### Records supplied
#####

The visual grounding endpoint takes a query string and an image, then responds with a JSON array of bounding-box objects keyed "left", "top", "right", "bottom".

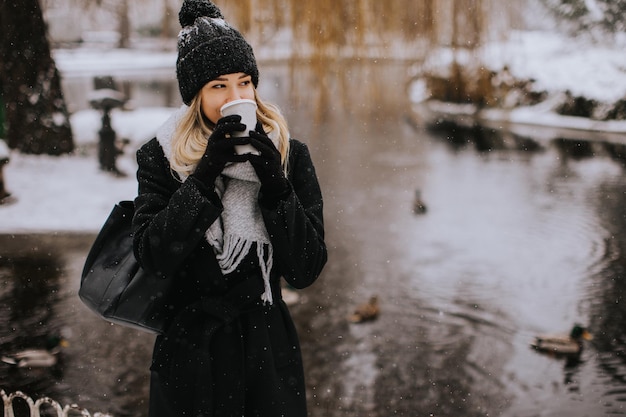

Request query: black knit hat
[{"left": 176, "top": 0, "right": 259, "bottom": 105}]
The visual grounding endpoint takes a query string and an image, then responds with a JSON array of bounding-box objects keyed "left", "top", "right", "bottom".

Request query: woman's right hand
[{"left": 193, "top": 114, "right": 250, "bottom": 189}]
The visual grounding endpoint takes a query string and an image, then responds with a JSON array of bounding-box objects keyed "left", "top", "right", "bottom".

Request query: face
[{"left": 200, "top": 72, "right": 254, "bottom": 124}]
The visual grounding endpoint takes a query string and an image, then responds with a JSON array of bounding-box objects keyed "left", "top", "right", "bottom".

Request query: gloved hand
[
  {"left": 247, "top": 128, "right": 290, "bottom": 202},
  {"left": 193, "top": 114, "right": 249, "bottom": 189}
]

#####

### What is required
Convert every line of the entries above into one numbered list, omitting blank lines and leaving out the picture.

### Result for this exercise
1. The visual grounding endpoint takes a query string and an image, then responds with a JSON array of bounding-box objects keyed "left", "top", "right", "bottom".
2. Request query: black knit hat
3. [{"left": 176, "top": 0, "right": 259, "bottom": 105}]
4. The visual grounding endpoint takes a query string and an image, then responds with a JSON array of bounding-box objects keyed "left", "top", "right", "bottom".
5. Request query: woman's right hand
6. [{"left": 193, "top": 114, "right": 250, "bottom": 189}]
7. The visual grounding endpoint takes a query string and an image, then responds with a JSON array of bounding-box objects keyed "left", "top", "right", "bottom".
8. Request query: face
9. [{"left": 200, "top": 72, "right": 254, "bottom": 124}]
10. The visual grounding endpoint takes a query string and an image, then responds with a JSON array of bounding-box objects keyed "left", "top", "right", "bottom".
11. Request query: gloved hand
12. [
13.   {"left": 247, "top": 128, "right": 290, "bottom": 202},
14.   {"left": 193, "top": 114, "right": 249, "bottom": 189}
15. ]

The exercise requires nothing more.